● Document segment:
"""
Impact of Citrate Ions on the Nucleation and Growth of Anhydrous CaCO₃

Citrate has been shown to inhibit CaCO₃ growth and it is also found in biogenic calcite, but full understanding about how citrate controls CaCO₃ formation, and hence CaCO₃ polymorph stability and crystal morphology, is still lacking. We investigated the effect of citrate (CIT) on CaCO₃ crystallization by monitoring crystallization rates and crystal polymorph, size, and morphology as a function of increasing mol % CIT/Ca ([Ca²⁺] = [CO₃^2–] = 4 mM). At CIT/Ca ≤ 50%, both vaterite and calcite formed, but nucleation and growth were retarded as CIT/Ca was increased, demonstrated by the increase in induction time and decrease in the reaction rate constant, fitted using the Johnson-Mehl-Avrami-Kolmogorov model. This is partly explained by increased CIT-Ca complexation with higher [CIT], thus reducing saturation state with respect to vaterite and calcite. Simultaneously, CIT sorption inhibited crystal growth, demonstrated by smaller vaterite spheres and more elongated calcite crystals as CIT/Ca increased. At CIT/Ca ≥ 75%, vaterite formation was completely inhibited, with only elongated calcite forming and growth rate decreased further as CIT/Ca was increased. Overall, citrate inhibited growth rates most at CIT/Ca ≤ 50%, while nucleation was less affected. In contrast, at CIT/Ca > 50%, citrate strongly inhibited nucleation but had less effect on the growth rate. The results illustrate the spectrum of impacts that complexing compounds can have on CaCO₃ crystallization, by forming complexes in solution, affecting CaCO₃ saturation state, and also by interacting with the crystal surfaces, thereby controlling nucleation and growth. The extent and the type of effect depend on concentration regimes.
"""
● Task A:
List the things the researchers tracked as the citrate level rose, according to the abstract on citrate and calcium carbonate.
● Task B:
In the abstract on citrate and calcium carbonate, at what CIT/Ca level did vaterite stop forming entirely?

[Stored data]
"""
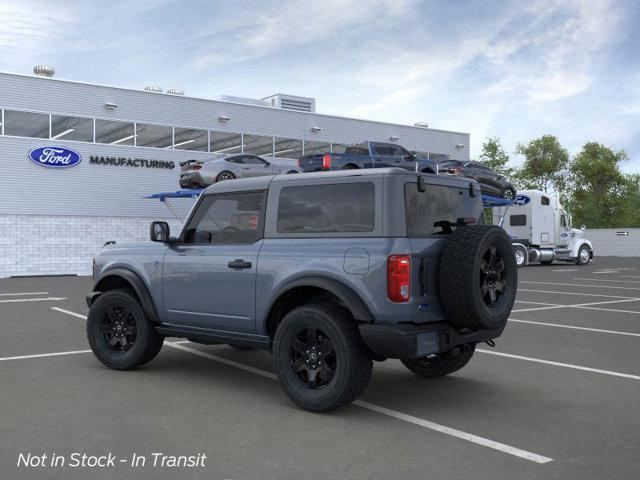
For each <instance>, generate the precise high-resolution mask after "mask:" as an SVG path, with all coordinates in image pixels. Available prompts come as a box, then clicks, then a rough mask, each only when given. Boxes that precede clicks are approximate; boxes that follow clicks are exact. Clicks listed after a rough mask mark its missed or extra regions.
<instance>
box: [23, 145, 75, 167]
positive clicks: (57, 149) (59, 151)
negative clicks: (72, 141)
"""
● Exercise output A:
crystallization rates, crystal polymorph, size, and morphology

● Exercise output B:
At CIT/Ca ≥ 75%.